■ **ARBEITSANWEISUNG**
Gib aus der Filmkritik den Abschnitt wortgetreu wieder, der mit „Das hört sich“ beginnt und sich bis einschließlich „für ein Geschlechterdrama.“ fortsetzt.

══ TEXTAUSZUG ══

Das hört sich spritzig, amüsant
und kontrovers an, und in seiner Einführung und durch weite Teile des zweiten
Aktes hindurch weiß die (was sonst?) Theaterverfilmung des Kostüm-
und Fernsehroutiniers Richard
Eyre auch durchaus mit prachtvoller Atmosphäre und spritzigem Drehbuch
zu gefallen. Zwar schleppt die Musik von Beginn an ein wenig und die Kameraarbeit
von Andrew Dunn, der sonst als Spezialist für britische period
pieces
eher getragene Atmosphäre verbreitet, fällt ungewohnt hektisch aus,
aber das Potential wäre da - sowohl für eine Komödie als auch
für ein Geschlechterdrama.
Spätestens
nach einer Stunde aber zerfällt der Film. Anstatt nach der Legalisierung
von weiblichen Theaterdarstellern eine symetrische Umkehrung der Verhältnisse
zu vollziehen (Kynaston wird über Nacht zum Habenichts, während seine
vormalige Assistentin und heimliche Schauspielerin zum ersten gefeierten weiblichen
Bühnenstar aufsteigt) und dann auch konsequent auszuwerten, schlingert
das Drehbuch in unsichere Gefilde – und Regie und Schauspieler gleich mit. Die
Geschichte verliert ihren Fokus, mäandert zwischen den Genres umher, unentschieden,
ob am Ende dann eine Kostümposse oder eine Passionstragödie draus
werden soll, weswegen einige blasierte Fürsten zugleich als Bösewichte
und als comic
relief
herhalten müssen, was sich leider dann im Effekt gegenseitig neutralisiert.

═══
══ DATENSÄTZE ══

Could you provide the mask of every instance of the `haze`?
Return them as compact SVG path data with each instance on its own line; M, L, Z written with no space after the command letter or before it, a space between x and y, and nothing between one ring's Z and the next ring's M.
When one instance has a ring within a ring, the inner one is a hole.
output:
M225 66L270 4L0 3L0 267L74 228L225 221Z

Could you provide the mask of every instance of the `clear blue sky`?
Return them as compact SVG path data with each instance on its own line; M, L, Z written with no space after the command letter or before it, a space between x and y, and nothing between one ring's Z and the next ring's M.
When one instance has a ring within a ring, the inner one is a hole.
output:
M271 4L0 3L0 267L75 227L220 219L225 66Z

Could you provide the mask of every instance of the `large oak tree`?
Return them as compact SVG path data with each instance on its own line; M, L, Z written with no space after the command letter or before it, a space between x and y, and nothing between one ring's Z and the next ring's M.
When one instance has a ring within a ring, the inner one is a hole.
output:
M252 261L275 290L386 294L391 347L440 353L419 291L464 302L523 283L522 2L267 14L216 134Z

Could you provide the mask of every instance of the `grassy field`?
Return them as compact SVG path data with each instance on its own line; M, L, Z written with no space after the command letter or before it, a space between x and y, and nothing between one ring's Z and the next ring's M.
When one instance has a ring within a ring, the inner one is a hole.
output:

═══

■ **LÖSUNG DER AUFGABE**
Das hört sich spritzig, amüsant
und kontrovers an, und in seiner Einführung und durch weite Teile des zweiten
Aktes hindurch weiß die (was sonst?) Theaterverfilmung des Kostüm-
und Fernsehroutiniers Richard
Eyre auch durchaus mit prachtvoller Atmosphäre und spritzigem Drehbuch
zu gefallen. Zwar schleppt die Musik von Beginn an ein wenig und die Kameraarbeit
von Andrew Dunn, der sonst als Spezialist für britische period
pieces
eher getragene Atmosphäre verbreitet, fällt ungewohnt hektisch aus,
aber das Potential wäre da - sowohl für eine Komödie als auch
für ein Geschlechterdrama.